Biscuter, ex ladrón de coches de fin de semana en Andorra y cocinero aficionado con posibilidades de llegar a establecerse por su cuenta en un restaurante de comida casera en los primeros años del próximo milenio. Biscuter, alumno aventajado de las improvisadas enseñanzas de su maestro y mentor, José Carvalho Larios o Tourón.
Biscuter, un hombre enclenque, escuchimizado, un hombre sin razón ni horizonte hasta que encontró a Carvalho. Veinte años de admiración y respeto de este aventajado aprendiz de Watson en historias de misterio sin muchos misterios que resolver. Biscuter, más de veinte años de obediencia y de escuchar con atención. «¡He aprendido mucho a su lado, jefe!» Biscuter, auscultador privilegiado de los latidos de la Boquería, el viejo mercado centro de su mundo.
Lo más que Carvalho le ha llegado a preguntar en espera de respuesta ha sido si alguien ha llamado al despacho, cómo están Las Ramblas esta mañana o cómo has hecho los riñones al jerez, Biscuter, «que ya sabes que me gustan limpios de grasa y de tendones y cortados en láminas finas».
Carvalho y Biscuter se conocieron en la cárcel de Lérida a principios de los años 60. Carvalho cumplía condena de dos años por rojo, aunque lleno de dudas. Más o menos cuarta caída después de Marcos Núñez. Posiblemente 1959. Biscuter, más acostumbrado a la prisión que a un hogar que nunca tuvo con anterioridad a su adopción por Carvalho, viviendo entre ollas y peroles en tareas de ayudante de cocina, era uno de los pocos presos comunes que tenía contacto con el grupo de los políticos. Les hacía tortilla de patatas, lo único que sabía cocinar con solvencia mientras miraba con interés de aprendiz cómo Carvalho hacía platos más sofisticados con tecnología de antes de la primera revolución industrial: «¡Hasta una bullabesa de chatka hizo usted, jefe!»

▸ **TAREA**: Según el documento sobre Biscuter, ¿dónde se conocieron Carvalho y Biscuter?

▸ **DATOS PROPORCIONADOS**:
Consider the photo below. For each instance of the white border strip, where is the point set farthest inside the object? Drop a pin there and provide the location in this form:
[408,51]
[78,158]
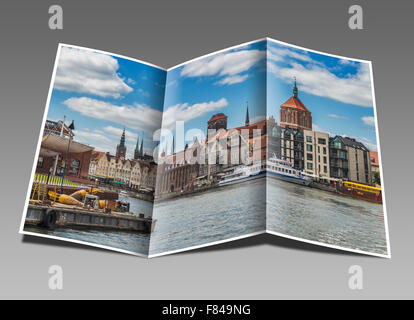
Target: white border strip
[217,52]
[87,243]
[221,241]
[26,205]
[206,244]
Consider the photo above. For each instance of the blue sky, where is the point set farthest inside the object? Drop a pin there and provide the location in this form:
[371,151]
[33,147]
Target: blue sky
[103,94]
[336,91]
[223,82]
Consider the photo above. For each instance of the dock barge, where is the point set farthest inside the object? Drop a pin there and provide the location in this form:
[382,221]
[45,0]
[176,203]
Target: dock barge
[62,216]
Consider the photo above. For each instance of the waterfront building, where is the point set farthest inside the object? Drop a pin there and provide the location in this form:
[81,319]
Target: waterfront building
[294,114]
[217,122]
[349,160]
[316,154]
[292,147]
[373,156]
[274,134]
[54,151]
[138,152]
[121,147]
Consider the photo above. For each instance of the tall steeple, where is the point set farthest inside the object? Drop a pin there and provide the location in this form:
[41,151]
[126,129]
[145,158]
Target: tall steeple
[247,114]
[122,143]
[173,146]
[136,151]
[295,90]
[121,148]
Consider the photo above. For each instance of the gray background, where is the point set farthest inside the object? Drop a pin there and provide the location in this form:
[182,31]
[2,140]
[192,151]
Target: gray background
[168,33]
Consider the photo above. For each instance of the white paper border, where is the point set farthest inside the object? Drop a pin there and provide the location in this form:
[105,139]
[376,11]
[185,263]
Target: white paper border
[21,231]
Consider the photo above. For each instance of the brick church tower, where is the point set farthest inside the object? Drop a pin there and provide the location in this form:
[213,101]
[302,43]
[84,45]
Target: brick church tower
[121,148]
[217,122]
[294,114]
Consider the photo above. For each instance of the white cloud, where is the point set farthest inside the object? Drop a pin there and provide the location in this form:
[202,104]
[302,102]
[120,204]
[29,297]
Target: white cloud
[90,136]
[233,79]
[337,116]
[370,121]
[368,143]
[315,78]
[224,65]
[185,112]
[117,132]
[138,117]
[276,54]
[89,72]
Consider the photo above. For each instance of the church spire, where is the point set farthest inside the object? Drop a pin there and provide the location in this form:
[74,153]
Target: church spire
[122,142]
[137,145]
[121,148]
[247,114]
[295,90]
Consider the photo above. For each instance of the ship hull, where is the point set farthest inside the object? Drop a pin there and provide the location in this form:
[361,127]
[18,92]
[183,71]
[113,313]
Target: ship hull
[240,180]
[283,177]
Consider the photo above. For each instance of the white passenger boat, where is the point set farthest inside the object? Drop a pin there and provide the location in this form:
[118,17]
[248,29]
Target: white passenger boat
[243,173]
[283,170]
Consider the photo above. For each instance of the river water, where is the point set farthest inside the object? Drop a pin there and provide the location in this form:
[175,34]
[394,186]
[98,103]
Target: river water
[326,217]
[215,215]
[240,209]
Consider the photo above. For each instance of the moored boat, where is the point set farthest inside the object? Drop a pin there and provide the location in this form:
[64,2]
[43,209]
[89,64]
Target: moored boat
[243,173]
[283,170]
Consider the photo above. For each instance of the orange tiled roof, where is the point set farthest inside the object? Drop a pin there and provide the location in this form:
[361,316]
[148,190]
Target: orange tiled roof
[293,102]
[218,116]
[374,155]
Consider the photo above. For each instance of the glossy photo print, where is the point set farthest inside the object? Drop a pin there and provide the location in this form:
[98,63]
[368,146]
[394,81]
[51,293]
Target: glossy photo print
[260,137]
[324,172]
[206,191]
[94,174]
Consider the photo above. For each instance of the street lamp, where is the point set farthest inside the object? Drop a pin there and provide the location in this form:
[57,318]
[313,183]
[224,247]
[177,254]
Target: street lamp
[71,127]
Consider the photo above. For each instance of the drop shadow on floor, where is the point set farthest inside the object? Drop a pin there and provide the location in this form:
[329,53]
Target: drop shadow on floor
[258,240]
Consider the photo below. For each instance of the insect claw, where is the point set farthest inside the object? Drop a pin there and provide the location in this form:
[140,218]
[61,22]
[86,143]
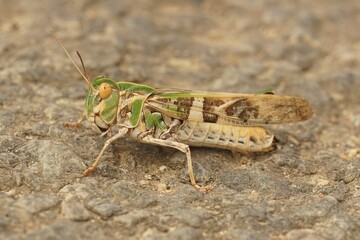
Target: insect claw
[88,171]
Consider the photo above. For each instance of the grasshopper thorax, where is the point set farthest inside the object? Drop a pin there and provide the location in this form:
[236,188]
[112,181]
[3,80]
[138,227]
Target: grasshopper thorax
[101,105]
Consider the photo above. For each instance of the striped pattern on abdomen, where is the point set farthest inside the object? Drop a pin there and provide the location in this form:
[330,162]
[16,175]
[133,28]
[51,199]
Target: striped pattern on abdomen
...
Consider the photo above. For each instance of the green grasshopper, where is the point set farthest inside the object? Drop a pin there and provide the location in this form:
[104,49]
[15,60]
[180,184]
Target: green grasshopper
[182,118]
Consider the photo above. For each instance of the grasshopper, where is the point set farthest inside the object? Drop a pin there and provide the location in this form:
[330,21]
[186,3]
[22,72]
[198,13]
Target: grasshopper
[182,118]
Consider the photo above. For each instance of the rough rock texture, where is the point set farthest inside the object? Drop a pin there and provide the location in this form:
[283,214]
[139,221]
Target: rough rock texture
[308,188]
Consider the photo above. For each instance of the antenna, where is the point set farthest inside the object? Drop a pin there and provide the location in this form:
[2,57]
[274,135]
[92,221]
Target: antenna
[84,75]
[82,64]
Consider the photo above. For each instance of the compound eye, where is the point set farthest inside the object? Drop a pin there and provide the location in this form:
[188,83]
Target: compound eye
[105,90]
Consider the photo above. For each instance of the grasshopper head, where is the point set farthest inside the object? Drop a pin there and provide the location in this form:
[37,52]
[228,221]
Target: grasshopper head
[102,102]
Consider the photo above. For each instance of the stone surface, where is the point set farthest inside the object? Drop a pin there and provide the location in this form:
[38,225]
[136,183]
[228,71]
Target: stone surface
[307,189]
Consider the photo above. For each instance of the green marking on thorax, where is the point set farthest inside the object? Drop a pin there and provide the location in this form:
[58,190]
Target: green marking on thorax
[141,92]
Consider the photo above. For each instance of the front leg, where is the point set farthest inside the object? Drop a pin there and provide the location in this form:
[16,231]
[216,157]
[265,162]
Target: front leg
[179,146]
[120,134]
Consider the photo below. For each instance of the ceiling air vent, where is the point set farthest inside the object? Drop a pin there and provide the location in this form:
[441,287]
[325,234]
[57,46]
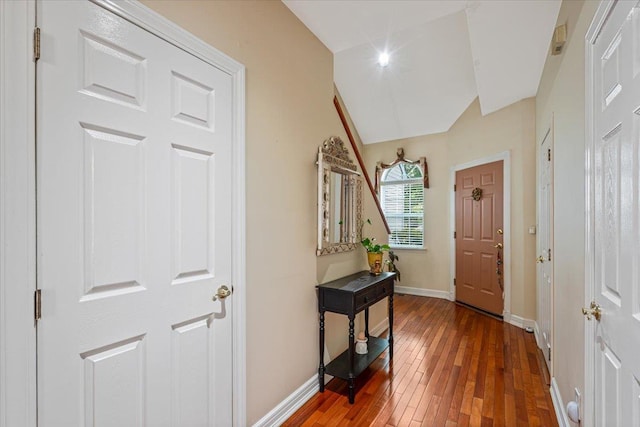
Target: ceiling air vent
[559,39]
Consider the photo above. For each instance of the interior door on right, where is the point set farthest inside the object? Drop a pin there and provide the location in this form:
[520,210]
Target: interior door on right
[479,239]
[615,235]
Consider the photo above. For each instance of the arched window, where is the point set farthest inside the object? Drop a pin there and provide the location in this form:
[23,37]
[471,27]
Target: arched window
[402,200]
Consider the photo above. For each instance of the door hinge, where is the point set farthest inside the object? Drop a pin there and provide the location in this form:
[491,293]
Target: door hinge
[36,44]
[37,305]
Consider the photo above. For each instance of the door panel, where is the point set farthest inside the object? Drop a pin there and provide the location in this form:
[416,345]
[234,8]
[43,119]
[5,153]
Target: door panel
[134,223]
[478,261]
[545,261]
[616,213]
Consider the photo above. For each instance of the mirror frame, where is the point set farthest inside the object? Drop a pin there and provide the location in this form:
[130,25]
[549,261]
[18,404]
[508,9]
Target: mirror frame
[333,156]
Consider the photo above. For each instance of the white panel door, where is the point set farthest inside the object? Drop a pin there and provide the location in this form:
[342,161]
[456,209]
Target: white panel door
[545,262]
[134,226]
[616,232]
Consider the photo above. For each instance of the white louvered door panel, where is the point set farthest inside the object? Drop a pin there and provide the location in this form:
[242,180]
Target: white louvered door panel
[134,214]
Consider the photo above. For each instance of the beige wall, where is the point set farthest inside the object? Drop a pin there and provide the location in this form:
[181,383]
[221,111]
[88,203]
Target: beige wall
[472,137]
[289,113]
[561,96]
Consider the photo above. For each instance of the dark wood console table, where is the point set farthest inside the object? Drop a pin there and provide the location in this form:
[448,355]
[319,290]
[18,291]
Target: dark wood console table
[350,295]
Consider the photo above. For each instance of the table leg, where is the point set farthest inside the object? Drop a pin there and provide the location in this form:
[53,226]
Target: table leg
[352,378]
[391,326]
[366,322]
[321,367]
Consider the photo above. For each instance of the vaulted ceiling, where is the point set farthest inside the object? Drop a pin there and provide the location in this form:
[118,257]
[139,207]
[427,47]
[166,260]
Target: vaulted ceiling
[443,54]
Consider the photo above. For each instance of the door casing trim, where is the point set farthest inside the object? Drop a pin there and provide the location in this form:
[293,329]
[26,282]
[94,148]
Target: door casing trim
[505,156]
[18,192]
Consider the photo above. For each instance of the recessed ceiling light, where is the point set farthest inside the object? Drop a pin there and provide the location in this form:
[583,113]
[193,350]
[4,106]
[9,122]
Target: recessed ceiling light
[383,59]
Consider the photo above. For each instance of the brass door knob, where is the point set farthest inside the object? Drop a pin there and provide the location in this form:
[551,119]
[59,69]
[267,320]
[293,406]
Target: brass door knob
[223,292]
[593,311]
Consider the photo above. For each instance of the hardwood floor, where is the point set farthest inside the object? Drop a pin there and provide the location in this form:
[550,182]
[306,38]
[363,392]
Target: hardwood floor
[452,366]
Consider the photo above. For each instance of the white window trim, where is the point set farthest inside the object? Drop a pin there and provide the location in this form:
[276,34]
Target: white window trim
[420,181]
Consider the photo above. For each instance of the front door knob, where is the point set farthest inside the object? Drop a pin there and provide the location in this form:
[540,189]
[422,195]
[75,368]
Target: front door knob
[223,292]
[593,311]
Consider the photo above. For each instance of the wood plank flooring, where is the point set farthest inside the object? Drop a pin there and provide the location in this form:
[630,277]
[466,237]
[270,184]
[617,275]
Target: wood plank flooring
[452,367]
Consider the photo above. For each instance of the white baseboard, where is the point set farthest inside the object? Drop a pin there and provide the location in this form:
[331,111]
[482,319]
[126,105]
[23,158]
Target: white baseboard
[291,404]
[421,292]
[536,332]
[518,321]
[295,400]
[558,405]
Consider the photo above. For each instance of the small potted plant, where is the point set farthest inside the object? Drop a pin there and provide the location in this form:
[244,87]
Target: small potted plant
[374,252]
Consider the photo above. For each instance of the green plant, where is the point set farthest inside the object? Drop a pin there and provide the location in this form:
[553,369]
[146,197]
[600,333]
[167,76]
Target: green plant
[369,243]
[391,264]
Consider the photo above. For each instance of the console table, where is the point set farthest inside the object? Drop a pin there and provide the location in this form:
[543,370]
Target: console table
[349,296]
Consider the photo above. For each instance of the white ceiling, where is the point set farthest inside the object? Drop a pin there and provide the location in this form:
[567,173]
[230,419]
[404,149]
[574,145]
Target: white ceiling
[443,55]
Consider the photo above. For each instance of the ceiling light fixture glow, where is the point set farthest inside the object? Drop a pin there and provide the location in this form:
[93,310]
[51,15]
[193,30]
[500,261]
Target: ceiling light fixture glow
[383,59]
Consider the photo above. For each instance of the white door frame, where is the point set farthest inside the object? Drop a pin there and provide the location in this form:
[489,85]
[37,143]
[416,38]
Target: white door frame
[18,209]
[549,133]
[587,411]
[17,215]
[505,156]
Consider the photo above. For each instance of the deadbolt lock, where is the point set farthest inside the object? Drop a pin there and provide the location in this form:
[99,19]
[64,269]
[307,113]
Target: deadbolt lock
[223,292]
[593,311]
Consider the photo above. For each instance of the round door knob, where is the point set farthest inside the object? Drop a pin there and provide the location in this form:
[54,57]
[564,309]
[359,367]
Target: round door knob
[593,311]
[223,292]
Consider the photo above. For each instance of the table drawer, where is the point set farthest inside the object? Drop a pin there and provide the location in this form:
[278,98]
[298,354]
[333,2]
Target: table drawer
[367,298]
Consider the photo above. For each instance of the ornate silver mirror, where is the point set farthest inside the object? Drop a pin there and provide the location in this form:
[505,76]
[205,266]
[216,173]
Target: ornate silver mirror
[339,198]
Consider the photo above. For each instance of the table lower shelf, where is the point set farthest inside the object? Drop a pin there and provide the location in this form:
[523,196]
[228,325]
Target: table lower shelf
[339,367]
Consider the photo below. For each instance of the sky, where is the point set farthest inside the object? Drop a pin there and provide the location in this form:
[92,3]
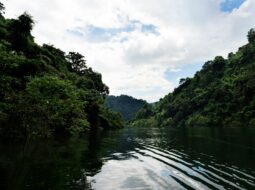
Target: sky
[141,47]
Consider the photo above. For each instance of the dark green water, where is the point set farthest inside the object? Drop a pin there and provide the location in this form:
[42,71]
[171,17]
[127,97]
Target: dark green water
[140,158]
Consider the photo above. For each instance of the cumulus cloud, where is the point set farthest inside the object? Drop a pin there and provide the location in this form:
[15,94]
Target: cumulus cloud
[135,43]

▸ **SOLUCIÓN DEL PROBLEMA**: En la cárcel de Lérida, a principios de los años 60.